● Required work
- a) Shift the coordinates in every answer of the rows that follow the forum thread by adding 33 to each number, and write out all the rows again with their requests included.
- b) Carry on the forum thread about causative verb forms from the point where it stops.

How can you be so certain!? It would be a bonus to find some literary examples.


----------



## marrish

^I will go on search for the literary examples, but the certainty results from the contribution by Faylasoof SaaHib whom I don't suspect of being influenced by Punjabi (Faylasoof SaaHib, do correct me if I am wrong).


----------



## Faylasoof

marrish said:


> ^I will go on search for the literary examples, but the certainty results from the contribution by Faylasoof SaaHib whom I don't suspect of being influenced by Punjabi (Faylasoof SaaHib, do correct me if I am wrong).


 marrish SaaHib, I've not in any known way been influenced by Punjabi which, generally speaking, doesn't discount a "hidden Punjabi hand" of long ago! However, grammatically it all makes perefect sense - this being a regular form, e.g. 
karnaa / karaanaa / karwaanaa
khaanaa / khilaanaa / khilwaanaa
unD*a*lnaa / udD*e*lnaa / unDelwaanaa (have also heard unDalwaanaa!)

● Data to process
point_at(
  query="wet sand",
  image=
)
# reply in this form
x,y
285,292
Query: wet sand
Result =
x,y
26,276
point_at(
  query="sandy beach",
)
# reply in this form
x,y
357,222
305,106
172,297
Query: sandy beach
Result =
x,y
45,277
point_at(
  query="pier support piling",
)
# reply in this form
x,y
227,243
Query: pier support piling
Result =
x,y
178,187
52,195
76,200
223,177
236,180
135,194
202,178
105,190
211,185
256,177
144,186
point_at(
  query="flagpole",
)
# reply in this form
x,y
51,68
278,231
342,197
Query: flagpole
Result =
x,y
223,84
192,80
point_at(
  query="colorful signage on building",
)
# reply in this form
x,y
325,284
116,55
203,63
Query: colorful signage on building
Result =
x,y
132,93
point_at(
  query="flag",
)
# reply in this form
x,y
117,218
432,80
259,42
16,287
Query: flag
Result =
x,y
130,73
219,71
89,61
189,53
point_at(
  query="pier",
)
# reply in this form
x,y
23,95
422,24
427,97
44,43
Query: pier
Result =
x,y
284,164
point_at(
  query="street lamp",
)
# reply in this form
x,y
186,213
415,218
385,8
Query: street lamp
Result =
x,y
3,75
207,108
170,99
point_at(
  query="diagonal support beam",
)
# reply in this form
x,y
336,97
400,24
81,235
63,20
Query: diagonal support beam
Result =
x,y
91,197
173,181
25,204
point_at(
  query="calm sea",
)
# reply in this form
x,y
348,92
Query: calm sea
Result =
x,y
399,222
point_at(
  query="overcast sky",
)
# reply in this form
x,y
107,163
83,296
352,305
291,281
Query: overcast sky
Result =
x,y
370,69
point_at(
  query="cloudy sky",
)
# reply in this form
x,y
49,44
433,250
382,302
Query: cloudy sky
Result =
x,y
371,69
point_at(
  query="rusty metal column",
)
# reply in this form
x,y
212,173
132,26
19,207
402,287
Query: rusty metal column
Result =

● The results
- a)
point_at(
  query="wet sand",
  image=
)
# reply in this form
x,y
285,292
Query: wet sand
Result =
x,y
59,309
point_at(
  query="sandy beach",
)
# reply in this form
x,y
357,222
305,106
172,297
Query: sandy beach
Result =
x,y
78,310
point_at(
  query="pier support piling",
)
# reply in this form
x,y
227,243
Query: pier support piling
Result =
x,y
211,220
85,228
109,233
256,210
269,213
168,227
235,211
138,223
244,218
289,210
177,219
point_at(
  query="flagpole",
)
# reply in this form
x,y
51,68
278,231
342,197
Query: flagpole
Result =
x,y
256,117
225,113
point_at(
  query="colorful signage on building",
)
# reply in this form
x,y
325,284
116,55
203,63
Query: colorful signage on building
Result =
x,y
165,126
point_at(
  query="flag",
)
# reply in this form
x,y
117,218
432,80
259,42
16,287
Query: flag
Result =
x,y
163,106
252,104
122,94
222,86
point_at(
  query="pier",
)
# reply in this form
x,y
23,95
422,24
427,97
44,43
Query: pier
Result =
x,y
317,197
point_at(
  query="street lamp",
)
# reply in this form
x,y
186,213
415,218
385,8
Query: street lamp
Result =
x,y
36,108
240,141
203,132
point_at(
  query="diagonal support beam",
)
# reply in this form
x,y
336,97
400,24
81,235
63,20
Query: diagonal support beam
Result =
x,y
124,230
206,214
58,237
point_at(
  query="calm sea",
)
# reply in this form
x,y
348,92
Query: calm sea
Result =
x,y
432,255
point_at(
  query="overcast sky",
)
# reply in this form
x,y
107,163
83,296
352,305
291,281
Query: overcast sky
Result =
x,y
403,102
point_at(
  query="cloudy sky",
)
# reply in this form
x,y
49,44
433,250
382,302
Query: cloudy sky
Result =
x,y
404,102
point_at(
  query="rusty metal column",
)
# reply in this form
x,y
212,173
132,26
19,207
402,287
Query: rusty metal column
Result =

- b)
Besides in our speech it is common, so we  also say:

_thharmaas giraa, paanii *unD(a)laa* _! 

The thermos fell, the water spiiled!


----------



## marrish

Faylasoof said:


> I thought we are supposed to be discussing "spill / pour" and not the above, interesting all these might be.


Sorry. Then, how would you compose an instruction to make tea. ''Please pour a half liter water into the can?''


----------



## Faylasoof

No problem! We just need to keep on track!

For this: ''Please pour half a liter of water into the can?''

There are two ways:  _aadhaa liiTar paanii kanisTar meN Daalie (DaaleN) / unDelie_ (_unDeleN_) <- actually, the _first is far more common_ and would also back-translate to  "Please put half a liter of water into the can" but the two sentences mean the same.


----------



## panjabigator

Any chance "rekhtā" could be used for spilling? I have seen "khūnrezi" to describe some more visceral contexts.

"rekhtā" ke tumhī ustād nahīN ho, Ghalib...

And not that my ignorance should be the yardstick of anything, but I had never heard of "unDalnaa" till this thread. Thank you for equipping me with this "common" verb!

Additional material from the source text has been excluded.